--- Excerpted text ---

--

Friday, August 28, 2020, marks 57 years since the historic 1963 March on Washington for Jobs and Freedom. It was at that march that the Rev. Dr. Martin Luther King Jr. delivered his famous “I Have a Dream” speech.
This year, a Commitment March on Washington will be held Friday “to recommit to the dream Dr. Martin Luther King defined in the 1963 march, to call for police accountability and reform, and to mobilize voters ahead of the November elections,” as a news release from the NAACP states.
Tens of thousands are expected to participate in person in Washington, D.C., and thousands more will participate virtually from around the world.
Racial justice is a key framework AIDS United employs as it works to end the HIV epidemic in the United States. That is why AIDS United endorses the 2020 Commitment March on Washington and is closing for the day to commemorate the original historic march and allow staff to participate in-person or virtually in this year’s march. AIDS United urges others to join in committing too.
Earlier this year, AIDS United’s Public Policy Council released an open letter calling on elected officials to enact criminal justice reforms as part of a larger racial justice strategy.
That letter, which was endorsed by nearly 80 HIV organizations, laid out precisely why racial justice must be a part of our work to end the HIV epidemic.
Let us be clear: There is nothing deficient about Black and Brown bodies.
And yet, those of us who are Black and Brown are more likely to die from medical conditions as different as childbirth and heart disease. There is nothing specific about Black bodies that make us more susceptible to HIV, and yet nearly half the new HIV diagnoses in the United States are among Black people.
The problem is neither medical nor biological. It is sociological. The problem is white supremacy.
AIDS United’s Public Policy Council is the leading coalition of HIV organizations. It has previously adopted a racial justice framework and recently formed a racial justice committee tasked with helping HIV organizations from across the country ingrain racial justice throughout their work.
AIDS United remains committed to the dream King articulated 57 years ago: “to make real the promises of democracy,” “to lift our nation from the quicksand of racial injustice to the solid rock of brotherhood” and “to make justice a reality for all of God’s children.”

--

--- Listed entries ---
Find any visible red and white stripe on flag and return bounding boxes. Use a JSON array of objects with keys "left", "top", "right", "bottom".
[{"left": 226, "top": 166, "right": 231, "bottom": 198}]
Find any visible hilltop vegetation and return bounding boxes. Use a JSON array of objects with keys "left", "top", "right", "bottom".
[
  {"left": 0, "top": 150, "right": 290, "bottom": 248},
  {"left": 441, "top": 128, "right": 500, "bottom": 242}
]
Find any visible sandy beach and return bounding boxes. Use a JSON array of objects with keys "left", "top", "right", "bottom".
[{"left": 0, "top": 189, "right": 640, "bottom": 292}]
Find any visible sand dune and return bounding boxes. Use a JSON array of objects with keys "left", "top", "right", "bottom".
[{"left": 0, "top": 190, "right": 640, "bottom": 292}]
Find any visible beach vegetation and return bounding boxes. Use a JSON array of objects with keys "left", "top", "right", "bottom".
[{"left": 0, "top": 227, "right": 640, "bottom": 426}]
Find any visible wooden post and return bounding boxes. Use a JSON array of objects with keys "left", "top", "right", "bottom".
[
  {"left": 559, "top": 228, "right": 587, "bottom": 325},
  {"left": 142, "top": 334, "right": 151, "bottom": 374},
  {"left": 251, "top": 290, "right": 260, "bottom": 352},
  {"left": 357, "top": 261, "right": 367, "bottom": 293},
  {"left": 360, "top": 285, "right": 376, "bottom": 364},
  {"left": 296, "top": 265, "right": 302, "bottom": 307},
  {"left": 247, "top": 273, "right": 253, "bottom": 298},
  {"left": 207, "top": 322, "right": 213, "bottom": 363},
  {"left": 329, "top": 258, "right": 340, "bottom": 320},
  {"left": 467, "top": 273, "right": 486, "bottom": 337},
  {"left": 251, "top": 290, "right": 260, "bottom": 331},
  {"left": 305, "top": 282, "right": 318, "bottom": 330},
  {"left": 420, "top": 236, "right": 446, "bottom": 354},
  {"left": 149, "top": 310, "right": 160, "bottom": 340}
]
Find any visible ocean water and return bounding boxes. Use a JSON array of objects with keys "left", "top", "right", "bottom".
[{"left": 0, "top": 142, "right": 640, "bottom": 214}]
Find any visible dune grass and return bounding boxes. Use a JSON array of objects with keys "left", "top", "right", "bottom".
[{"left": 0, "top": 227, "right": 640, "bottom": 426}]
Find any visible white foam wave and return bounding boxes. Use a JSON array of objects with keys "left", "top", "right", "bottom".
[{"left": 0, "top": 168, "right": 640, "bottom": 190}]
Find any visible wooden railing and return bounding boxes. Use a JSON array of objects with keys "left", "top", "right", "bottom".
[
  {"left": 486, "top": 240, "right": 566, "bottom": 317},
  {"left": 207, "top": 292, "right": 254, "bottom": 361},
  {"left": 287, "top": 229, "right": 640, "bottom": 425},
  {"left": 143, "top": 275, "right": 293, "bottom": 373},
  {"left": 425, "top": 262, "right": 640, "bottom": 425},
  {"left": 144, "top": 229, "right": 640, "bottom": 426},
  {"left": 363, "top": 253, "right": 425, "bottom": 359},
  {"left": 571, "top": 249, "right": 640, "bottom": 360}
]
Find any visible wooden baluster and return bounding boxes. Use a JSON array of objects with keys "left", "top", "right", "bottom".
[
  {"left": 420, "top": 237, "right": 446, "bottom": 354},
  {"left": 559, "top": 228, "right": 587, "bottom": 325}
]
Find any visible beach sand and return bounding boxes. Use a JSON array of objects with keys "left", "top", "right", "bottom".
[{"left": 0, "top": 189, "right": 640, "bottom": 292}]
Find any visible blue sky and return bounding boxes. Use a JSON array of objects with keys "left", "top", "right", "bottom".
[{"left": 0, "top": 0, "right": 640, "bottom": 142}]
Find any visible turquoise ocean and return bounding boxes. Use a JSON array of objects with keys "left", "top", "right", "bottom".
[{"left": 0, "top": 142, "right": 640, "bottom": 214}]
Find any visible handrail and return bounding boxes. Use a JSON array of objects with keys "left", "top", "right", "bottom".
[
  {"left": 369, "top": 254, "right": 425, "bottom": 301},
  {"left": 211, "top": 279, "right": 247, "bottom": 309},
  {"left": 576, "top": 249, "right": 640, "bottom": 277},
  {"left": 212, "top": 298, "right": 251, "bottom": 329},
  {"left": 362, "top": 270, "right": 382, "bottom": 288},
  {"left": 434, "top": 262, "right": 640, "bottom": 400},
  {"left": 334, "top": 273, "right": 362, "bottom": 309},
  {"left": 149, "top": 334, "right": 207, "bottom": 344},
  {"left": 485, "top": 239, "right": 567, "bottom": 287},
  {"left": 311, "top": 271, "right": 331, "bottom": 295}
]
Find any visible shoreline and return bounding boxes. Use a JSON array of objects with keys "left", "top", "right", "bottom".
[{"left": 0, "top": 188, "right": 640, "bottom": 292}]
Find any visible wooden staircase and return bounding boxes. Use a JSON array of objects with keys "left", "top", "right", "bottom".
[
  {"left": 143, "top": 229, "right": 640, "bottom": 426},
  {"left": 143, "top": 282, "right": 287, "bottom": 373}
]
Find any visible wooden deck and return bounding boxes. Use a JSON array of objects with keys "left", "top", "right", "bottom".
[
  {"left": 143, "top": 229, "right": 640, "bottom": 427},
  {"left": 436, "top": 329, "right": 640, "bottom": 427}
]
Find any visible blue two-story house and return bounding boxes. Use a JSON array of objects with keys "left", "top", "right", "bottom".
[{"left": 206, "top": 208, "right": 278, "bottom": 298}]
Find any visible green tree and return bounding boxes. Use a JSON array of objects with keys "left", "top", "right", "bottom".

--

--- Complete the following ---
A) According to the Commitment March article, how many HIV organizations endorsed the open letter from AIDS United's Public Policy Council?
B) Condense the paragraph of the Commitment March article that begins "Racial justice is a key framework" into a shorter version that keeps its main facts.
C) Write out the part of the Commitment March article that opens with the words containing "Earlier this year, AIDS" and closes with "is white supremacy.".

--- Solutions below ---
A) Nearly 80 HIV organizations endorsed it.

B) AIDS United treats racial justice as a key framework in its effort to end the U.S. HIV epidemic. So it endorses the 2020 Commitment March on Washington. It is also closing for the day to honor the original march and let staff join this year's march in person or virtually. It urges others to commit as well.

C)
Earlier this year, AIDS United’s Public Policy Council released an open letter calling on elected officials to enact criminal justice reforms as part of a larger racial justice strategy.
That letter, which was endorsed by nearly 80 HIV organizations, laid out precisely why racial justice must be a part of our work to end the HIV epidemic.
Let us be clear: There is nothing deficient about Black and Brown bodies.
And yet, those of us who are Black and Brown are more likely to die from medical conditions as different as childbirth and heart disease. There is nothing specific about Black bodies that make us more susceptible to HIV, and yet nearly half the new HIV diagnoses in the United States are among Black people.
The problem is neither medical nor biological. It is sociological. The problem is white supremacy.